ACTION ITEM =
Below are records to be output exactly, every one of them.

Stored entries =
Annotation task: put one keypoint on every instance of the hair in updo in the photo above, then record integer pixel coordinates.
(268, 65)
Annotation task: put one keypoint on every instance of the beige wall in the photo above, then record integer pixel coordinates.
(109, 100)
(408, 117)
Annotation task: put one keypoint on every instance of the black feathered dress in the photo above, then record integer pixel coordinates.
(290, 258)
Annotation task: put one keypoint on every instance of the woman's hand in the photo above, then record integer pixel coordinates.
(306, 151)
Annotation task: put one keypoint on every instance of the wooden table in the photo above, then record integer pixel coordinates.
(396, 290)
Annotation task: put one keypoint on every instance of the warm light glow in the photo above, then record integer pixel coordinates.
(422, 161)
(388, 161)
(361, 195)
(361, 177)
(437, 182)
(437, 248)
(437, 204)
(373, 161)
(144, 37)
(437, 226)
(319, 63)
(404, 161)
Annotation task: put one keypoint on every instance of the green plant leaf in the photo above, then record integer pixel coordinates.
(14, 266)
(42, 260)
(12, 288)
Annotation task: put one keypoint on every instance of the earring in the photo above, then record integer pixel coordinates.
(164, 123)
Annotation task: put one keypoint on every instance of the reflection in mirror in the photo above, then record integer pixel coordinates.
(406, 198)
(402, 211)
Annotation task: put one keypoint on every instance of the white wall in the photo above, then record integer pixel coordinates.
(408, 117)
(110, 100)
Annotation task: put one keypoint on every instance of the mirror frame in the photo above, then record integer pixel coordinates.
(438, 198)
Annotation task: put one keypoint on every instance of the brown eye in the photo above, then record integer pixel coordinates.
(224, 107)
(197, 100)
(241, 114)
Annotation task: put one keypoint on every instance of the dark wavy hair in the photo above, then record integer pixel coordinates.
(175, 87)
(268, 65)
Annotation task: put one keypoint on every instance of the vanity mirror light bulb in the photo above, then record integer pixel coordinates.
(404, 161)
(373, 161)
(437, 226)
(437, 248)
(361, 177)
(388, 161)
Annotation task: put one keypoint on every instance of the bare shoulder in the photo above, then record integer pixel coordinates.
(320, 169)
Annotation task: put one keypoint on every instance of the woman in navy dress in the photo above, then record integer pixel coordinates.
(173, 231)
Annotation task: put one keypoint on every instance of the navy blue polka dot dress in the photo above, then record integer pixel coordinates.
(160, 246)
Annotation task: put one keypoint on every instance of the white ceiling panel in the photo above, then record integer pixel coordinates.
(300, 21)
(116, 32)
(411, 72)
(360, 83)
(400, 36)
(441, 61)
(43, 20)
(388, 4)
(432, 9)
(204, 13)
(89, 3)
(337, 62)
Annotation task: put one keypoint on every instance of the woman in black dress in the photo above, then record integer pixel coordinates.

SOLUTION TO THIS EXERCISE =
Annotation task: put one keypoint on every instance of the hair in updo in the photo above, then record integer pixel coordinates.
(268, 65)
Annotation task: put one keypoint on every instance of the beige wall in the photo above, then record integer pixel coordinates.
(109, 100)
(408, 117)
Annotation task: put one keypoint on every instance of the black feathered dress in the photo above, then record integer pixel coordinates.
(290, 258)
Annotation task: put one keypoint on every instance of the woman's hand in the photo above, then record integer pixel coordinates.
(306, 151)
Annotation task: put one keypoint on every instance of the wooden table in the photo above, then record integer pixel coordinates.
(396, 290)
Annotation task: put one keypoint on every instance of the warm light glow in the photo above, then record integer pixel coordinates.
(422, 161)
(388, 161)
(361, 195)
(361, 177)
(437, 182)
(437, 248)
(437, 204)
(373, 161)
(144, 37)
(437, 226)
(319, 63)
(404, 161)
Annotation task: put one keypoint on every instance of the green plant leaf in the photo above, then record integer pixel coordinates.
(14, 266)
(42, 260)
(12, 288)
Annotation task: put one keypoint on every instance of the earring in the photo above, then record integer pixel coordinates.
(164, 123)
Annotation task: put one keypoint on every instance of the reflection in mirror in the photo above, then record integer pixel coordinates.
(406, 198)
(402, 211)
Annotation task: put one keypoint on every instance of the white wall in the photo above, then record integer pixel coordinates.
(408, 117)
(110, 100)
Annotation task: put one keypoint on every instance of the mirror frame in the photo above, then record integer pixel coordinates.
(438, 198)
Annotation task: put one keypoint on every instance of the brown eye in the photo above, then record integer pixel coordinates.
(224, 107)
(197, 100)
(241, 114)
Annotation task: put one keypoint on every instance of the dark wavy hair in the photo above, then record integer pixel coordinates.
(175, 87)
(268, 65)
Annotation task: put one keypoint on every instance of the vanity mirror light bulb in the photo above, then record integer pixel coordinates.
(404, 161)
(373, 161)
(437, 226)
(437, 248)
(361, 177)
(388, 161)
Annotation task: put one keypoint on every instance of the bare shoulder in the photo above, then record integer pixel coordinates.
(320, 169)
Annotation task: put one keypoint on every instance of the woman in navy dress in the photo above, then record integer pixel coordinates.
(173, 231)
Annotation task: put one keypoint on every instance of the navy blue polka dot dress in the photo above, then record integer pixel coordinates.
(160, 246)
Annotation task: put one keypoint on every instance of the white ceiling panel in the photo above, then record integer pixel coordinates.
(300, 21)
(116, 32)
(411, 72)
(360, 83)
(400, 36)
(441, 61)
(43, 20)
(388, 4)
(432, 9)
(204, 13)
(89, 3)
(337, 62)
Annotation task: put one keypoint on every instance of the woman in black dress in the photo above, then record integer pixel coordinates.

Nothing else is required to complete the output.